== SOURCE TEXT ==
• • • • •

To find the local LACP system ID, use "show lacp sys-id":

2950#show lacp sys-id 
32768,0012.da12.abcd

Note that the part before the comma is actually the system priority.

Useful information about the remote device (our partner) can be found using "show lacp neighbor":

2950#show lacp neighbor 
Flags:  S - Device is requesting Slow LACPDUs
        F - Device is requesting Fast LACPDUs
        A - Device is in Active mode       P - Device is in Passive mode

Channel group 1 neighbors
Partner's information:
                  LACP port                        Oper    Port     Port
Port      Flags   Priority  Dev ID         Age     Key     Number   State
Fa0/19    FA      32768     0003.abcd.aaa1   3s    0x8009  0x8894   0x3F
Fa0/20    FA      32768     0003.abcd.aaa1   3s    0x8009  0x8893   0x3F


This shows some useful information such as the timeout and activity flags, plus it allows you to verify the LACP keys being received on each port for consistency. If you need more information, add the "detail" keyword:

2950#show lacp neighbor detail
Flags:  S - Device is requesting Slow LACPDUs
        F - Device is requesting Fast LACPDUs
        A - Device is in Active mode       P - Device is in Passive mode

Channel group 1 neighbors
Partner's information:
          Partner               Partner                     Partner
Port      System ID             Port Number     Age         Flags
Fa0/19     40960,0003.abcd.aaa1  0x8894           11s        FA

          LACP Partner         Partner         Partner
          Port Priority        Oper Key        Port State
          32768                0x8009          0x3F

          Port State Flags Decode:
          Activity:   Timeout:   Aggregation:   Synchronization:
          Active      Long       Yes            Yes

          Collecting:   Distributing:   Defaulted:   Expired:
          Yes           Yes             No           No
          Partner               Partner                     Partner
Port      System ID             Port Number     Age         Flags
Fa0/20     40960,0003.abcd.aaa1  0x8893           11s        FA

          LACP Partner         Partner         Partner
          Port Priority        Oper Key        Port State
          32768                0x8009          0x3F

          Port State Flags Decode:
          Activity:   Timeout:   Aggregation:   Synchronization:
          Active      Long       Yes            Yes

          Collecting:   Distributing:   Defaulted:   Expired:
          Yes           Yes             No           No
2950#


Note that contrary to what you might expect, the "Port State Flags Decode" sections (highlighted in red) actually refer to the local flags rather than those being sent by the remote device. As you can see, in this example the remote end is requesting fast timeouts but the local end is requesting slow.

• • • • •

== INFORMATION SUPPLIED ==

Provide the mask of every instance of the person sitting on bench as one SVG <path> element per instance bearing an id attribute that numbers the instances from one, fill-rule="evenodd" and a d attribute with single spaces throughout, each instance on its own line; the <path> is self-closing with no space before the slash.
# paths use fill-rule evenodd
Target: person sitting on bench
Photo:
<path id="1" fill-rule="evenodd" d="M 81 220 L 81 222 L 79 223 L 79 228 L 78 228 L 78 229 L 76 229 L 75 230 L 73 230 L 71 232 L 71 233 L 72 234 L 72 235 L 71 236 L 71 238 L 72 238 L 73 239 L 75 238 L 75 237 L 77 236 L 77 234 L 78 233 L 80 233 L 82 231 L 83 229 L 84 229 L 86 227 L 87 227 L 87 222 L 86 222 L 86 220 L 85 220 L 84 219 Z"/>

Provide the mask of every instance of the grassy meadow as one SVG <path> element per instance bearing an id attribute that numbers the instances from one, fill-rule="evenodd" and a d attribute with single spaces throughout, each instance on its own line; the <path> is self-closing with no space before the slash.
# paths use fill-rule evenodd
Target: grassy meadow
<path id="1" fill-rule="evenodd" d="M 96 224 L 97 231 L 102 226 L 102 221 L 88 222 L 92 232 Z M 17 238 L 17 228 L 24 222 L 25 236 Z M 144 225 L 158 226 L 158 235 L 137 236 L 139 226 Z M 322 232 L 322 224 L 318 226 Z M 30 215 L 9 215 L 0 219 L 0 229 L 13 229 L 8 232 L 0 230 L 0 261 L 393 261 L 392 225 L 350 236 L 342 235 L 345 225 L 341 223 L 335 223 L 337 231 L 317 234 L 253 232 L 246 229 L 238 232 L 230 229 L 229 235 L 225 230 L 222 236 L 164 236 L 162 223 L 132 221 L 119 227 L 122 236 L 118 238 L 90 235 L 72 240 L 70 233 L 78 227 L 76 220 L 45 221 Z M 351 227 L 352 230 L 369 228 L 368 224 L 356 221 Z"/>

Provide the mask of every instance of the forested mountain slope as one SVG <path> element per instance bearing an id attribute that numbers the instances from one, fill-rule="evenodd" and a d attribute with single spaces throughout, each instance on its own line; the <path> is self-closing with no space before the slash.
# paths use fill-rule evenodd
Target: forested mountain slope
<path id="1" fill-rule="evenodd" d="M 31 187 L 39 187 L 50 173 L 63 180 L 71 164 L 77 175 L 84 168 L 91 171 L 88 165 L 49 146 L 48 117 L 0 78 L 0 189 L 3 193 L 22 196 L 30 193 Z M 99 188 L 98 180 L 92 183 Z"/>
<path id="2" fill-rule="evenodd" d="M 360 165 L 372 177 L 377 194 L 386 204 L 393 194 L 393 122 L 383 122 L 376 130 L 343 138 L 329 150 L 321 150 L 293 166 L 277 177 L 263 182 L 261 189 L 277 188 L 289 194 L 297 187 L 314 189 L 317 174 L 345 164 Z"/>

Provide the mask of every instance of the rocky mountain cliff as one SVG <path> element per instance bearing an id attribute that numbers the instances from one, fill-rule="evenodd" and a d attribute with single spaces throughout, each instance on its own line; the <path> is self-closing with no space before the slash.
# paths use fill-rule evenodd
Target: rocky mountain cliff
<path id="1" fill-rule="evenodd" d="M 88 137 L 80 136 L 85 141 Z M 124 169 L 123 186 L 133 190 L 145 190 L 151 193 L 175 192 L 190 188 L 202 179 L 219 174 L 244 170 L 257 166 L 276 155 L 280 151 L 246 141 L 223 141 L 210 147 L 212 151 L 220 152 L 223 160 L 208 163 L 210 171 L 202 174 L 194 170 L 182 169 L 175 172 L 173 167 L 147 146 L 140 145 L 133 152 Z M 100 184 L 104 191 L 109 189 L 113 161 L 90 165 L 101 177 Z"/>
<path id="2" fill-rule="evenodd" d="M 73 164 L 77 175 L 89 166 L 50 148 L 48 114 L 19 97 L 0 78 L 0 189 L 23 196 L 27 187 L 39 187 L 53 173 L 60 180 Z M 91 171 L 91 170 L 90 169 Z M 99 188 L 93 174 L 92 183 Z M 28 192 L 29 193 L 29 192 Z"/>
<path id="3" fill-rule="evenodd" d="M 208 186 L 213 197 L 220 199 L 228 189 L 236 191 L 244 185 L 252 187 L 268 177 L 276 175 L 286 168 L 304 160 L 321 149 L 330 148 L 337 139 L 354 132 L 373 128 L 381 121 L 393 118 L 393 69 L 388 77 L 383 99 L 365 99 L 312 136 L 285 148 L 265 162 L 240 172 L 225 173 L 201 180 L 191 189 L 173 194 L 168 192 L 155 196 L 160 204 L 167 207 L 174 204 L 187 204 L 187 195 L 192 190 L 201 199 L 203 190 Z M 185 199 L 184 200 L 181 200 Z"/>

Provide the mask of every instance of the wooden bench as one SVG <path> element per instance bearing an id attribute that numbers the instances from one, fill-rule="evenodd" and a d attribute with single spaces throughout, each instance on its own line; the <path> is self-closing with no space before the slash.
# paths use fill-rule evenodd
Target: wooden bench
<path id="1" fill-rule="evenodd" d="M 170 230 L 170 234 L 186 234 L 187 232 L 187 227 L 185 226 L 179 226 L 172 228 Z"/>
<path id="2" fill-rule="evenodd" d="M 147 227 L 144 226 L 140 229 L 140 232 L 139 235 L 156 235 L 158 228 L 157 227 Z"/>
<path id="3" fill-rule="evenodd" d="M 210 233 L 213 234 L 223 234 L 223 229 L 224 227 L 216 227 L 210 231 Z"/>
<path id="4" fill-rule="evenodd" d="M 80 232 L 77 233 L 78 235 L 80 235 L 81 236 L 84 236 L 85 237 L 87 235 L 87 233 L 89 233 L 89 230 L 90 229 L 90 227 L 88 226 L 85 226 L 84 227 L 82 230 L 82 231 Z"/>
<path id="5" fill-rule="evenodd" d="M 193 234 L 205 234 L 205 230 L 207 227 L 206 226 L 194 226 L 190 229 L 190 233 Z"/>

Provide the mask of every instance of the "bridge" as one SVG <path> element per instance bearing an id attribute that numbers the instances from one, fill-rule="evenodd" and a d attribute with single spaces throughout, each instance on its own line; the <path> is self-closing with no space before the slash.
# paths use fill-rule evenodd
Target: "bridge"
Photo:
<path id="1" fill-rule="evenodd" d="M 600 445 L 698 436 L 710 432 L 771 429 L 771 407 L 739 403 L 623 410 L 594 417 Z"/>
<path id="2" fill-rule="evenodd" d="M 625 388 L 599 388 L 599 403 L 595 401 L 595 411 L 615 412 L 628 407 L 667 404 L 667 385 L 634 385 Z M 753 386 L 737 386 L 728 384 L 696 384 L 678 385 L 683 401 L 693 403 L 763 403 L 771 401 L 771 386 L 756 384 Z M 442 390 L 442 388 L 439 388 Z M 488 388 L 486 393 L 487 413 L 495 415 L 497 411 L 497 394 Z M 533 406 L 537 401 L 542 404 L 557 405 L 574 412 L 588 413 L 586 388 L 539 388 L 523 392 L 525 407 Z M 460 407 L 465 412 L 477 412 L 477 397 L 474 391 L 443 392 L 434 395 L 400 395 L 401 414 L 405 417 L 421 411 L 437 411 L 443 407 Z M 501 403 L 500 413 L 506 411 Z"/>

• • • • •

== INSTRUCTIONS ==
(a) Give each distinct field name that appears under "Port State Flags Decode" in the text on LACP show commands.
(b) Carry the text on LACP show commands forward from its final sentence.

== IN RESPONSE ==
(a) Activity, Timeout, Aggregation, Synchronization, Collecting, Distributing, Defaulted, Expired

(b)
A fairly detailed overview of the local and remote state can be seen using the "show etherchannel detail" command:

2950#show etherchannel detail
                Channel-group listing:
                ----------------------

Group: 1
----------
Group state = L2
Ports: 2   Maxports = 16
Port-channels: 1 Max Port-channels = 16
Protocol:   LACP
                Ports in the group:
                -------------------
Port: Fa0/19
------------

Port state    = Up Mstr In-Bndl
Channel group = 1           Mode = Active          Gcchange = -
Port-channel  = Po1         GC   =   -             Pseudo port-channel = Po1
Port index    = 0           Load = 0x00            Protocol =   LACP

Flags:  S - Device is sending Slow LACPDUs   F - Device is sending fast LACPDUs.
        A - Device is in active mode.        P - Device is in passive mode.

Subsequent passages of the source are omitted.